(Dataset entries)
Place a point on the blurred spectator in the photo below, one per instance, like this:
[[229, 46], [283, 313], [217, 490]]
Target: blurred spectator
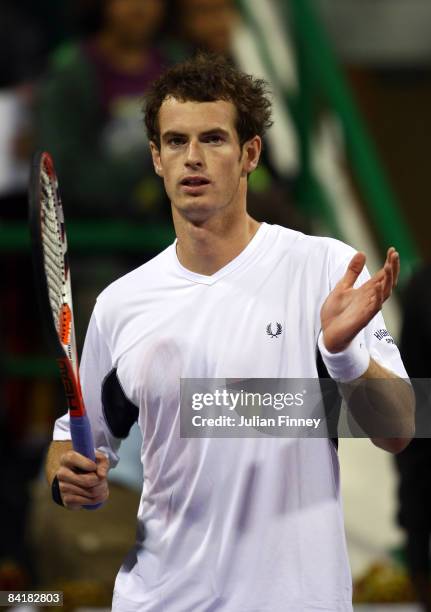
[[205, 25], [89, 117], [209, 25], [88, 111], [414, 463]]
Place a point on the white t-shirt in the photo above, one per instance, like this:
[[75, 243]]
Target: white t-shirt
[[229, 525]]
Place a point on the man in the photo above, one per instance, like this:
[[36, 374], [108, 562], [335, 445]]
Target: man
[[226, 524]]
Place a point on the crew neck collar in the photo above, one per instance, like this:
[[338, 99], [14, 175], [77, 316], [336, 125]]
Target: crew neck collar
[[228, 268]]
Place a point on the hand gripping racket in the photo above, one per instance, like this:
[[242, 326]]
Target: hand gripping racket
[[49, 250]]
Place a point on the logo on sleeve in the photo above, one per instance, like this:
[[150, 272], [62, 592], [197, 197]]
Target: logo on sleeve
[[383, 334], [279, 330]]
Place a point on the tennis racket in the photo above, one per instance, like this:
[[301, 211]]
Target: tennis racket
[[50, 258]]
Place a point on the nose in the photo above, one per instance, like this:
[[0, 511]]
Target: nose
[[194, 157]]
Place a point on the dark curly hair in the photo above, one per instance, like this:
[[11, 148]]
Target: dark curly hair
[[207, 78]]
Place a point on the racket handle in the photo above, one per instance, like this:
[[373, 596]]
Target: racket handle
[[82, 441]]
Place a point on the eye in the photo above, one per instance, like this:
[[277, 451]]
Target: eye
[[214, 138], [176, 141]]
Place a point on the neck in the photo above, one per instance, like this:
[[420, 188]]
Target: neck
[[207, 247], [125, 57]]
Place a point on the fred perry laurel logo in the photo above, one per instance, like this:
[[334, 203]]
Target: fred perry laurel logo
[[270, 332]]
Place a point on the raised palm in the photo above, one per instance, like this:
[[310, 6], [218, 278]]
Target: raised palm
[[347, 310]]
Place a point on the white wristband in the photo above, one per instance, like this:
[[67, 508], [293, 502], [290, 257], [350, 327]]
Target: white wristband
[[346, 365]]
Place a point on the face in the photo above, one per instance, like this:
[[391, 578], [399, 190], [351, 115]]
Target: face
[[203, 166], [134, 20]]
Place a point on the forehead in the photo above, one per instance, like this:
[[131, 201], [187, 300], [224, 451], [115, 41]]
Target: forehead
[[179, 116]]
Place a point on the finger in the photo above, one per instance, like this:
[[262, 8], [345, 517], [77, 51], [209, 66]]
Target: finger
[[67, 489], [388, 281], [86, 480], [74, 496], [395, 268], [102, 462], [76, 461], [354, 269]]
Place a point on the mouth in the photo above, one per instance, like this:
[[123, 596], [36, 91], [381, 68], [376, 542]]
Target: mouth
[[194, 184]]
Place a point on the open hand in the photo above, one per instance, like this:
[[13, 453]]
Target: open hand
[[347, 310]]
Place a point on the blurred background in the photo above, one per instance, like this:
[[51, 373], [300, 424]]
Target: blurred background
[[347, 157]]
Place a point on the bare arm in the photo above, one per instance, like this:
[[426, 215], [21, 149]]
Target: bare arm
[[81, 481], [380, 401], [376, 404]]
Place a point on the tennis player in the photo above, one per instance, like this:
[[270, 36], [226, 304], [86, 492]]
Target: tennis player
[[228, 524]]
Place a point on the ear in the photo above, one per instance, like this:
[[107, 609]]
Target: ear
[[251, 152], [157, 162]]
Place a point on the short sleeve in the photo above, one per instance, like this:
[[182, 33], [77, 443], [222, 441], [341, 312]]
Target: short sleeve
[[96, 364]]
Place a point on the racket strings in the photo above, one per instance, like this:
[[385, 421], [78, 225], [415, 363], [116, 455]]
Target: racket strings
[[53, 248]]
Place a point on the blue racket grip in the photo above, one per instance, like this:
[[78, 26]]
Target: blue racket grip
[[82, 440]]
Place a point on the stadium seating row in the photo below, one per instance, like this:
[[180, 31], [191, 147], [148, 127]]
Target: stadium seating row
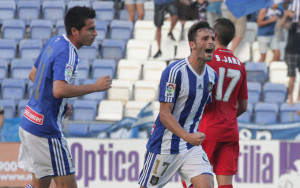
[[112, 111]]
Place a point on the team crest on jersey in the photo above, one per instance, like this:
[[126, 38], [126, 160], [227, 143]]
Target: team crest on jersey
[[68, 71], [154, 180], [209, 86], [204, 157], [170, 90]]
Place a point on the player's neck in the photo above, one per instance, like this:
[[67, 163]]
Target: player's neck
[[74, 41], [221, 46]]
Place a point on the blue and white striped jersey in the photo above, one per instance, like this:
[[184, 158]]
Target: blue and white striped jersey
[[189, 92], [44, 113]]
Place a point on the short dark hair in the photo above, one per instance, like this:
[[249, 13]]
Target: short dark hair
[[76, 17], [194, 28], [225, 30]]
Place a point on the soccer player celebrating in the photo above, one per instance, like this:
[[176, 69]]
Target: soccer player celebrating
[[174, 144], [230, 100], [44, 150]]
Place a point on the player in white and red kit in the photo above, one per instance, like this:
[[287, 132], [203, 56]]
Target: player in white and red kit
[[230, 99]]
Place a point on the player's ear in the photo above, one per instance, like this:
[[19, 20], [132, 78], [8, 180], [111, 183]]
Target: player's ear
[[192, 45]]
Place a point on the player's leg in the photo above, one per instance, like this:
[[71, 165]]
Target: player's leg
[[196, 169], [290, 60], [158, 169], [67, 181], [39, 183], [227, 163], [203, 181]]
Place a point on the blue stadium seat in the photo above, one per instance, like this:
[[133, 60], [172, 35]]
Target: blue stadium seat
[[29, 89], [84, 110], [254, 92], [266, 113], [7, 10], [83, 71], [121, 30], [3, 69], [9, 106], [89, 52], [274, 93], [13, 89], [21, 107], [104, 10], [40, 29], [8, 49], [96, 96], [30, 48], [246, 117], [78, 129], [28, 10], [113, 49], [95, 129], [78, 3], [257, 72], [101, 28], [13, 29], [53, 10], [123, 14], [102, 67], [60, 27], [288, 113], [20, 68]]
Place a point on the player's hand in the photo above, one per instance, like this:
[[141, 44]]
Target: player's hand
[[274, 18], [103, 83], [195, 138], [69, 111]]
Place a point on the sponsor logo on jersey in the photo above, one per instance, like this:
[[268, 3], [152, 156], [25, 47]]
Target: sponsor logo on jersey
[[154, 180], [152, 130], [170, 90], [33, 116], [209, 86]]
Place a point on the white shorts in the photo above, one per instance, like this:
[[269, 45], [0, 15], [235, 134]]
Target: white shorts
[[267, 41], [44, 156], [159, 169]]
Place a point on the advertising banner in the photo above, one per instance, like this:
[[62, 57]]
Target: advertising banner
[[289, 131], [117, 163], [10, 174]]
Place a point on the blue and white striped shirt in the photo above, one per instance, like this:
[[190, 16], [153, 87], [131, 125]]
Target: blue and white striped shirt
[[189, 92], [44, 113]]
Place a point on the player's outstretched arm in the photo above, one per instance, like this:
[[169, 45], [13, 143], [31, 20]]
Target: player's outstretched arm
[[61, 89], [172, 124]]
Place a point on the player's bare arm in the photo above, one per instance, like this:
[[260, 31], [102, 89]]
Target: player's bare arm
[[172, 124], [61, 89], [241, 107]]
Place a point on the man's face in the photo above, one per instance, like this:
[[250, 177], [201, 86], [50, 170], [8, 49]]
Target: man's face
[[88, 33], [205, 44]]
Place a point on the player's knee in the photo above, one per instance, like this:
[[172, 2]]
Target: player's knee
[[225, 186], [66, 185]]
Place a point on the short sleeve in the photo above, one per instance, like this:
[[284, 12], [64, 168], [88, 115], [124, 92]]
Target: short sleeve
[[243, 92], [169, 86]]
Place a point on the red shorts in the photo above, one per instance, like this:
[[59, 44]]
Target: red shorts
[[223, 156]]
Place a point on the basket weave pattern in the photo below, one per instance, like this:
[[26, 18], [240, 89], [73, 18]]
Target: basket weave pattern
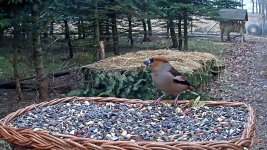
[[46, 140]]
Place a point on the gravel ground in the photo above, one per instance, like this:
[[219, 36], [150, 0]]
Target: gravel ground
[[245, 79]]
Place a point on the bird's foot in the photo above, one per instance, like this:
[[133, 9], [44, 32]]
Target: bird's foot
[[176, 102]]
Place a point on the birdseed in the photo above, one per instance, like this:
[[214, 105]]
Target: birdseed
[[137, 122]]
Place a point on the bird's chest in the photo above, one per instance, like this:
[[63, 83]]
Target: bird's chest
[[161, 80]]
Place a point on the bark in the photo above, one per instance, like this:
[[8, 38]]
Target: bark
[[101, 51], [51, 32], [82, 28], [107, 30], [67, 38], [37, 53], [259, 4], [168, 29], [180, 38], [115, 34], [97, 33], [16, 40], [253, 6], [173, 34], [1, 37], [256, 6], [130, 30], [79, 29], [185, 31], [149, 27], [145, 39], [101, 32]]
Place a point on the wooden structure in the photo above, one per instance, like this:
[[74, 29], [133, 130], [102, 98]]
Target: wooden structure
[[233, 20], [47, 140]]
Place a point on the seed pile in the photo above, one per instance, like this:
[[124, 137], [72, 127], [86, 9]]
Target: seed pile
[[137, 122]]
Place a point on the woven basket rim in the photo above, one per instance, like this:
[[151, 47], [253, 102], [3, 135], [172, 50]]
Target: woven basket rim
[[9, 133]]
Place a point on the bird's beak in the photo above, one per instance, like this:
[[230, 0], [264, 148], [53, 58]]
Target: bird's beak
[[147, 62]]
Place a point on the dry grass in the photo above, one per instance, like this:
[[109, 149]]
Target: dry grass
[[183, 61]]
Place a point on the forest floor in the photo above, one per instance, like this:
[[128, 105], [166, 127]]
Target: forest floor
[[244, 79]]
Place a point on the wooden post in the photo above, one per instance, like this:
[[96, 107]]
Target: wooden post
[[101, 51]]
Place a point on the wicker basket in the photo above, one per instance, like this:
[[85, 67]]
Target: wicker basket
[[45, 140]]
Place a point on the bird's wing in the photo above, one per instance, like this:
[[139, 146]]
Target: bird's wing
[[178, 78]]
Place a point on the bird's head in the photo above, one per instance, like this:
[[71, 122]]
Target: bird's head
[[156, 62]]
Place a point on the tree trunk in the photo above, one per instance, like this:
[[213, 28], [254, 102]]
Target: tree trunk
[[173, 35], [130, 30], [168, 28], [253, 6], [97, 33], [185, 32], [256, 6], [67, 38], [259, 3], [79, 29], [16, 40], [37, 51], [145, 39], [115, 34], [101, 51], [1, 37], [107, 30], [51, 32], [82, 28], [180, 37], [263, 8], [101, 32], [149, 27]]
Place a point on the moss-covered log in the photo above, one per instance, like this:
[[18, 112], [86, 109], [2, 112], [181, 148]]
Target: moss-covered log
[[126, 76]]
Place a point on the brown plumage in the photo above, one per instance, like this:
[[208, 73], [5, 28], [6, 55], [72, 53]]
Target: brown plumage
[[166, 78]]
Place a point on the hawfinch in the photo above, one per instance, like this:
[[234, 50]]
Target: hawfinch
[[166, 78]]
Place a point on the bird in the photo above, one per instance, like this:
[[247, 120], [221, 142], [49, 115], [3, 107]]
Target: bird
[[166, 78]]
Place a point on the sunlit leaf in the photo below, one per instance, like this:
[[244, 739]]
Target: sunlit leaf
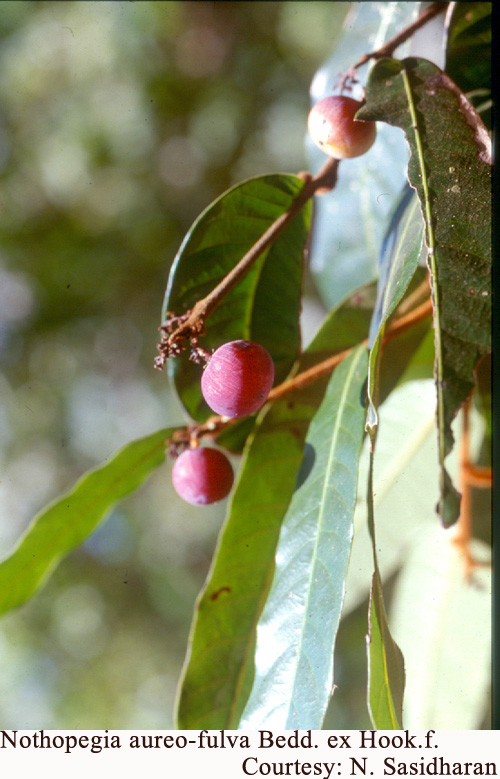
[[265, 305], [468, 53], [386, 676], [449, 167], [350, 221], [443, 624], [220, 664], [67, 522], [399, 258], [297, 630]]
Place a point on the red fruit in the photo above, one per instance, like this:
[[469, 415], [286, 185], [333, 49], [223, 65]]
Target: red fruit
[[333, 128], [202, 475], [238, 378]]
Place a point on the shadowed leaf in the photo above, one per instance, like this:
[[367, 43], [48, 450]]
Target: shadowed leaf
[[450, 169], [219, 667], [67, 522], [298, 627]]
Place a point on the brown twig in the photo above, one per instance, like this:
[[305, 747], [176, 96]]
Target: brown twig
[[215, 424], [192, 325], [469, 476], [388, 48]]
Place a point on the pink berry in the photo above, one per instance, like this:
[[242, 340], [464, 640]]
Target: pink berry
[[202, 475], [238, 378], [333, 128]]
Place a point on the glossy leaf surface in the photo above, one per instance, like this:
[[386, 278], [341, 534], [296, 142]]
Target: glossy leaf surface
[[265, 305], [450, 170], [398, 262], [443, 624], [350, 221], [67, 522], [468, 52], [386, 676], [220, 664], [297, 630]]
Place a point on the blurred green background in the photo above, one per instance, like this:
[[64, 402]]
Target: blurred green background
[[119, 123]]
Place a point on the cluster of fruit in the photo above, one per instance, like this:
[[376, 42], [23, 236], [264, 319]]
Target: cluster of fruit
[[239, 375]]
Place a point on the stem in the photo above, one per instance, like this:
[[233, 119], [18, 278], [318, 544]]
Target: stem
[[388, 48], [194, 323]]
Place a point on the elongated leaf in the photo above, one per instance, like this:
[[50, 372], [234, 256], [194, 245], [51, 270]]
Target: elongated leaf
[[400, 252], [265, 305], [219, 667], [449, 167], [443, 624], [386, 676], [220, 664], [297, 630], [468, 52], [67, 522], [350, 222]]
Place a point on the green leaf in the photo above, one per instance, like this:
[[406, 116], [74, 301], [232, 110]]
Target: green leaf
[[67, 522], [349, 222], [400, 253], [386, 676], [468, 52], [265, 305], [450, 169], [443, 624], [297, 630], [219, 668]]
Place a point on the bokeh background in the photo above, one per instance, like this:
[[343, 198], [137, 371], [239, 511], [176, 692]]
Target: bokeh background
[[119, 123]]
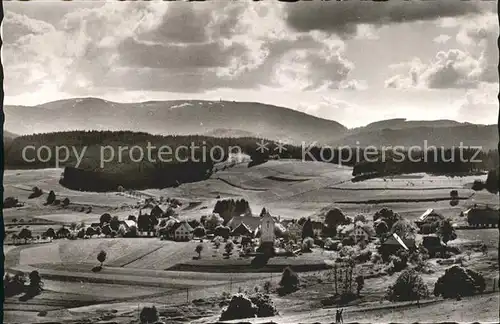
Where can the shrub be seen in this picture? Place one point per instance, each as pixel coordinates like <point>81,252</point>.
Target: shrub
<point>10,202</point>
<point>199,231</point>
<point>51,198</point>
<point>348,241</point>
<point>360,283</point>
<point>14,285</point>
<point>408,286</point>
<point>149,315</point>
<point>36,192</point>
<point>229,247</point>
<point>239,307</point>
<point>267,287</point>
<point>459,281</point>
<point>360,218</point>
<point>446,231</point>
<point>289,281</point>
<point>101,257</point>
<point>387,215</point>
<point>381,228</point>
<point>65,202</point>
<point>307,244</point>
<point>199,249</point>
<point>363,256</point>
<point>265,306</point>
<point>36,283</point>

REQUIRED ACTION: Begin at the first line of the records and please reproduce every line exactly through the one containing "[[36, 374], [108, 562], [335, 445]]", leaving all pictures out.

RESULT FOR THIS EXERCISE:
Place a point on the blurred spectator in the photo below, one per instance, like this:
[[229, 46], [283, 313], [217, 490]]
Target: blurred spectator
[[205, 25], [89, 117], [209, 25], [88, 111], [414, 463]]
Place a point on the white t-shirt in the photo above, one per instance, like this:
[[75, 243]]
Target: white t-shirt
[[229, 525]]
Place a point on the man in the photo above, one per instance, like this:
[[36, 374], [108, 562], [335, 445]]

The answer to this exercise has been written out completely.